> _What to work on_
Exactly the lines from the one containing "[point] every instance of the blue" through the end of the data below are to be reproduced, and nothing besides them.

(Collected data entries)
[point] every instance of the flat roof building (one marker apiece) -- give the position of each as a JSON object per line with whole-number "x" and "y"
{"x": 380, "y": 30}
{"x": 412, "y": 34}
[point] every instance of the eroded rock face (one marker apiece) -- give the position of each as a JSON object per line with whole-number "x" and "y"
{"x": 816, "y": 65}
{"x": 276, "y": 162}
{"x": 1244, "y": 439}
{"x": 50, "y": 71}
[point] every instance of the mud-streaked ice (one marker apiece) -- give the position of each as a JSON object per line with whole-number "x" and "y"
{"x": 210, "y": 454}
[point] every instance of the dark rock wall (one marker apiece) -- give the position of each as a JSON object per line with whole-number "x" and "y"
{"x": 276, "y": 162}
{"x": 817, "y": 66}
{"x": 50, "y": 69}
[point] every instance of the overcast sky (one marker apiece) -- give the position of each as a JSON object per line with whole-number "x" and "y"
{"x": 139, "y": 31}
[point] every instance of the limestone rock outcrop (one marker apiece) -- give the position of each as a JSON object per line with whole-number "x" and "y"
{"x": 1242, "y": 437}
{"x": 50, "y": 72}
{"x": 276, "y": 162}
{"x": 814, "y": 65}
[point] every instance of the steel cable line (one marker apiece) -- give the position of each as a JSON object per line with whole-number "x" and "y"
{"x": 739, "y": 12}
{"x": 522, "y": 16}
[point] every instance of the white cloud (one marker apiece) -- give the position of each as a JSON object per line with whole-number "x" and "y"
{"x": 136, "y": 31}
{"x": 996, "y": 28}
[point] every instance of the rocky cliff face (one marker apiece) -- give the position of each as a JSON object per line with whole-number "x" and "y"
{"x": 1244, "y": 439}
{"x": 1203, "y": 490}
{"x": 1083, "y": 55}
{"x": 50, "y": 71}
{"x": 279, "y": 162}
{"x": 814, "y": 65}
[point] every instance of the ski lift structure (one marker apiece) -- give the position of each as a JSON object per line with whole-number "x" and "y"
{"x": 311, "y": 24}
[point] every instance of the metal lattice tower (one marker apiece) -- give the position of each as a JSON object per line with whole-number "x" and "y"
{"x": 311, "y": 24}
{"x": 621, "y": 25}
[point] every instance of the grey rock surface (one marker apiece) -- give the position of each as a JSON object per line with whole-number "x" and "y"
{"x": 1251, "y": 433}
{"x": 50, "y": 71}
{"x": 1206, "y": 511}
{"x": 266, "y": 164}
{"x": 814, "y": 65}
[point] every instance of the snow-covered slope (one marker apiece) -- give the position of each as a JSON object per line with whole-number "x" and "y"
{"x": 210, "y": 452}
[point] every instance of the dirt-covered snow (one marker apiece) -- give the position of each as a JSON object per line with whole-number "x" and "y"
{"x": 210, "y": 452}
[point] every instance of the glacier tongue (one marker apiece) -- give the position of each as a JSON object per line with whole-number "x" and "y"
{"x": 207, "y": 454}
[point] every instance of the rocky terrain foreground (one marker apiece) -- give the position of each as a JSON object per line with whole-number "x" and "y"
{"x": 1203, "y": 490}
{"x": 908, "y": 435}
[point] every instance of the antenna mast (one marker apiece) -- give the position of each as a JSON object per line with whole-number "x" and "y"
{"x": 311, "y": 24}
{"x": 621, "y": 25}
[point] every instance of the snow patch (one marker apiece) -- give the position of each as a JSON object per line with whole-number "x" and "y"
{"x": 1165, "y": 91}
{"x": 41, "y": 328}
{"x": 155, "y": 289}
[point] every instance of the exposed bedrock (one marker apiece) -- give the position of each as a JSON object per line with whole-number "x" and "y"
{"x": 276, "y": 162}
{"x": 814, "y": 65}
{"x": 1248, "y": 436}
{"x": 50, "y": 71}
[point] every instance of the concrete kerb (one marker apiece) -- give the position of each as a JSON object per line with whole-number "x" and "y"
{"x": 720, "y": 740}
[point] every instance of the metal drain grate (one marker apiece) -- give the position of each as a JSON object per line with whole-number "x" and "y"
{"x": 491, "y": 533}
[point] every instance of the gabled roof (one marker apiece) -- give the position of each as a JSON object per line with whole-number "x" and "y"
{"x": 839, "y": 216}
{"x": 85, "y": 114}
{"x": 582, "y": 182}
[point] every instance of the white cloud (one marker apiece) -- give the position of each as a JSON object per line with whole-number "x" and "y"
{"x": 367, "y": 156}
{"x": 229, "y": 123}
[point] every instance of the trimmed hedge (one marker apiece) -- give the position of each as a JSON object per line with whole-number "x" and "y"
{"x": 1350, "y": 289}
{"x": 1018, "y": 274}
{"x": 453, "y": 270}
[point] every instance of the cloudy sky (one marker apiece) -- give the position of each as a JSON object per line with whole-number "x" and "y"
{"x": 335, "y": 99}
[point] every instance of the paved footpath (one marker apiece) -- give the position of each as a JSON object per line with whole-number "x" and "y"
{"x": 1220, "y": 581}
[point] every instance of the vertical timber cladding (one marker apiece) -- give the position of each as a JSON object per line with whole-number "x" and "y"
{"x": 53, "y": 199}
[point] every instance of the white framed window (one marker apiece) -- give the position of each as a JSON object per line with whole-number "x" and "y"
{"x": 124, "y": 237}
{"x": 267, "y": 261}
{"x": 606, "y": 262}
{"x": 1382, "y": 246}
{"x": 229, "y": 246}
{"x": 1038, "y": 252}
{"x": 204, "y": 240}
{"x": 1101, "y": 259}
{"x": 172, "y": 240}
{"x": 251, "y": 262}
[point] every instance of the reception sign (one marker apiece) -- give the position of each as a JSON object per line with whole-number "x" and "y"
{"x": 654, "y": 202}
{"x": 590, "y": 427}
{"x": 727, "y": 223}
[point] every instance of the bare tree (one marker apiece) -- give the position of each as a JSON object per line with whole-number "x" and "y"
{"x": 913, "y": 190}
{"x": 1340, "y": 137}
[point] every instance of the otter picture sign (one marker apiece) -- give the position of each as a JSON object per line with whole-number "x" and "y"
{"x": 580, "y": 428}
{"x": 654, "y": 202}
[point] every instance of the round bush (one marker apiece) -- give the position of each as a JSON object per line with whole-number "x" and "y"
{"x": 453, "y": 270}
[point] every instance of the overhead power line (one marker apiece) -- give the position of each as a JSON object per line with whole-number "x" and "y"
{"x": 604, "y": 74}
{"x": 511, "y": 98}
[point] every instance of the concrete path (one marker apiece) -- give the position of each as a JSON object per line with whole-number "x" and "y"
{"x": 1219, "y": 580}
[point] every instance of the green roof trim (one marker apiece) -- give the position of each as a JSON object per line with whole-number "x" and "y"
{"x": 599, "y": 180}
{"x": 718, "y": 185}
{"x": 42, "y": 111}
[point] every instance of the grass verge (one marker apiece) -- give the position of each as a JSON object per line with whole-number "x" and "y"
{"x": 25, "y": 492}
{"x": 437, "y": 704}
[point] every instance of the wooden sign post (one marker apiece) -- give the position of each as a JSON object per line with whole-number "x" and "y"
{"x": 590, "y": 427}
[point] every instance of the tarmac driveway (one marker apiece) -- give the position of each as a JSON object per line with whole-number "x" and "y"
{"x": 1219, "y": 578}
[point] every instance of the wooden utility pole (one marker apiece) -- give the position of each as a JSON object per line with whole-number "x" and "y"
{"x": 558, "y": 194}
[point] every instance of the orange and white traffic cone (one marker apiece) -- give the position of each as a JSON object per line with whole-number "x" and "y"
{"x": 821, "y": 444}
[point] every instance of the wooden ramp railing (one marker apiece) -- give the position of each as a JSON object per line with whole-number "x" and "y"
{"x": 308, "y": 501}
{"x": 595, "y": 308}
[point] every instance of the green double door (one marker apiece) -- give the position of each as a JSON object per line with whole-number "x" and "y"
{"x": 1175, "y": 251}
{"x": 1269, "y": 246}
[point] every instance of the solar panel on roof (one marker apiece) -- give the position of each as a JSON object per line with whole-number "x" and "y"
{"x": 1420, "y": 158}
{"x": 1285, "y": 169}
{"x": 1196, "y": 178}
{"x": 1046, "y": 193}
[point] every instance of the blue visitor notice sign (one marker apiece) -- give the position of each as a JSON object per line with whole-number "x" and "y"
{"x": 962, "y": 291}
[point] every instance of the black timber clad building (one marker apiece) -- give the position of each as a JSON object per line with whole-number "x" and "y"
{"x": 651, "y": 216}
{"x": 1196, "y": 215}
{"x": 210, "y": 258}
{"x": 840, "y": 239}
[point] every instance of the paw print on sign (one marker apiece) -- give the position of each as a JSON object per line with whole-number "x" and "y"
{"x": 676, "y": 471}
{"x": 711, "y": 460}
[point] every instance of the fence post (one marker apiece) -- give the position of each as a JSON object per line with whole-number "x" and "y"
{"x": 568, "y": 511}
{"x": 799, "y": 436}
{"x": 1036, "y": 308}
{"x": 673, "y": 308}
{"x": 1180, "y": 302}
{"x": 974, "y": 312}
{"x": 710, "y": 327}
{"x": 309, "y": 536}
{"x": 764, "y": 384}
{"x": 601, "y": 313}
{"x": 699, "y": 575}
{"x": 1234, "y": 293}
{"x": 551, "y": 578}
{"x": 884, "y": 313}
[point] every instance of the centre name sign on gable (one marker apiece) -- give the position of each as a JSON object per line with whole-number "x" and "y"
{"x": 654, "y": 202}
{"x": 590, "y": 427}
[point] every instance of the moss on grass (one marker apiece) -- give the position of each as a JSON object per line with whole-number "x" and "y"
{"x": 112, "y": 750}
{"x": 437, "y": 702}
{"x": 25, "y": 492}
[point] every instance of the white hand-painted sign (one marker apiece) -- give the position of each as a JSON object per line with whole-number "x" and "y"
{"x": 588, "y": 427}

> _Full output_
[point] every instance of the blue visitor notice sign (one marker apiece) -- give the position of each as a JSON object per line with whole-number "x" and "y"
{"x": 962, "y": 291}
[point] every instance of the black timber clad building (one marker apiece) -- give the position of each as a JSON object per line with whole-number "x" and "y"
{"x": 651, "y": 216}
{"x": 1196, "y": 215}
{"x": 210, "y": 258}
{"x": 840, "y": 239}
[point] every instance of the paw print on sign (one marker apiece) -- give the position of each as a JSON object per line with whole-number "x" and "y"
{"x": 676, "y": 471}
{"x": 711, "y": 460}
[point] every instance of the fence post (one marker apiece) -- give the position of each as a JSON object per line with whole-number "x" and "y"
{"x": 568, "y": 511}
{"x": 799, "y": 436}
{"x": 1036, "y": 308}
{"x": 673, "y": 308}
{"x": 1180, "y": 302}
{"x": 974, "y": 312}
{"x": 710, "y": 327}
{"x": 309, "y": 536}
{"x": 764, "y": 384}
{"x": 601, "y": 313}
{"x": 699, "y": 575}
{"x": 1234, "y": 293}
{"x": 551, "y": 578}
{"x": 884, "y": 313}
[point] every instance of the centre name sign on gable (one marker apiece) -- give the position of each as a JSON object per line with whole-number "x" and "y"
{"x": 654, "y": 202}
{"x": 590, "y": 427}
[point] every instance of the moss on grass (one marker apiece) -- give the position of each as a JSON object per line with whole-number "x" and "y"
{"x": 112, "y": 750}
{"x": 437, "y": 702}
{"x": 25, "y": 492}
[point] every instance of the white hand-painted sign (one marker apiece) -- give the position of each as a JSON object per line with whole-number "x" and "y"
{"x": 588, "y": 427}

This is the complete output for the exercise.